**Given data**.
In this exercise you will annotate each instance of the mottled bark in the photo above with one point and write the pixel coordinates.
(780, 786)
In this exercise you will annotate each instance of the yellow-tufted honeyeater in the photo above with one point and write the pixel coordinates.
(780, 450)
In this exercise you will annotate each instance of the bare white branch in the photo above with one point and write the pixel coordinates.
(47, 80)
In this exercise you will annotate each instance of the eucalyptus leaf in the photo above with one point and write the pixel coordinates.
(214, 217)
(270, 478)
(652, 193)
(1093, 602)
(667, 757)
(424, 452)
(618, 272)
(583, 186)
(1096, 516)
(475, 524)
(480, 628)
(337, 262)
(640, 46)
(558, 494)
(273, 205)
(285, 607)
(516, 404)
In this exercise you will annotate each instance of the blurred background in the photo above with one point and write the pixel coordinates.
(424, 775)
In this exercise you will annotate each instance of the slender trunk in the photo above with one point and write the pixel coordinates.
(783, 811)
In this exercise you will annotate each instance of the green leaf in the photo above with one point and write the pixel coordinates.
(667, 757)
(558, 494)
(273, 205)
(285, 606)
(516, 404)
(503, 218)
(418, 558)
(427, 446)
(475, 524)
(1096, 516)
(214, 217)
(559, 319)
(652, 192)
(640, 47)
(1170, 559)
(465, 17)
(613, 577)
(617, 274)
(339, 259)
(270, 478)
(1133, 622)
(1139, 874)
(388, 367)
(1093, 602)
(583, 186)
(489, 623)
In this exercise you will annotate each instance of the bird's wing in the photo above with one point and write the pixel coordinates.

**Problem statement**.
Copy the rows above word for word, starting with the row that contains "of the eucalyptus" and continuing through the final row, with both of those rows included.

**Written solution**.
In this exercise you will annotate each instance of the eucalyptus leaf in the photo above with one point and write the pixel coordinates.
(214, 217)
(270, 478)
(652, 193)
(1093, 602)
(667, 757)
(424, 452)
(618, 272)
(583, 186)
(1096, 516)
(475, 524)
(480, 628)
(337, 262)
(640, 46)
(558, 494)
(273, 205)
(285, 607)
(516, 404)
In this exercise you will annotate each instance of the blurred background in the photo above with one point and write the pixel coordinates.
(424, 775)
In this exercise you will annotate each instance of the slender trunk in the photo above with one point and write the pixel coordinates.
(783, 811)
In this exercise you will annotate each instance of the green leaf in the photo above with one point and write the pixel coordinates.
(667, 757)
(558, 494)
(273, 205)
(285, 606)
(516, 404)
(503, 218)
(418, 558)
(427, 446)
(475, 524)
(1096, 516)
(214, 217)
(559, 319)
(652, 192)
(640, 47)
(1170, 559)
(465, 17)
(613, 577)
(617, 274)
(339, 259)
(270, 478)
(1133, 622)
(1139, 874)
(388, 367)
(1093, 602)
(583, 186)
(489, 623)
In this exercise you will annotate each instance of the bird's wing in the photo above with one point and write the pixel coordinates.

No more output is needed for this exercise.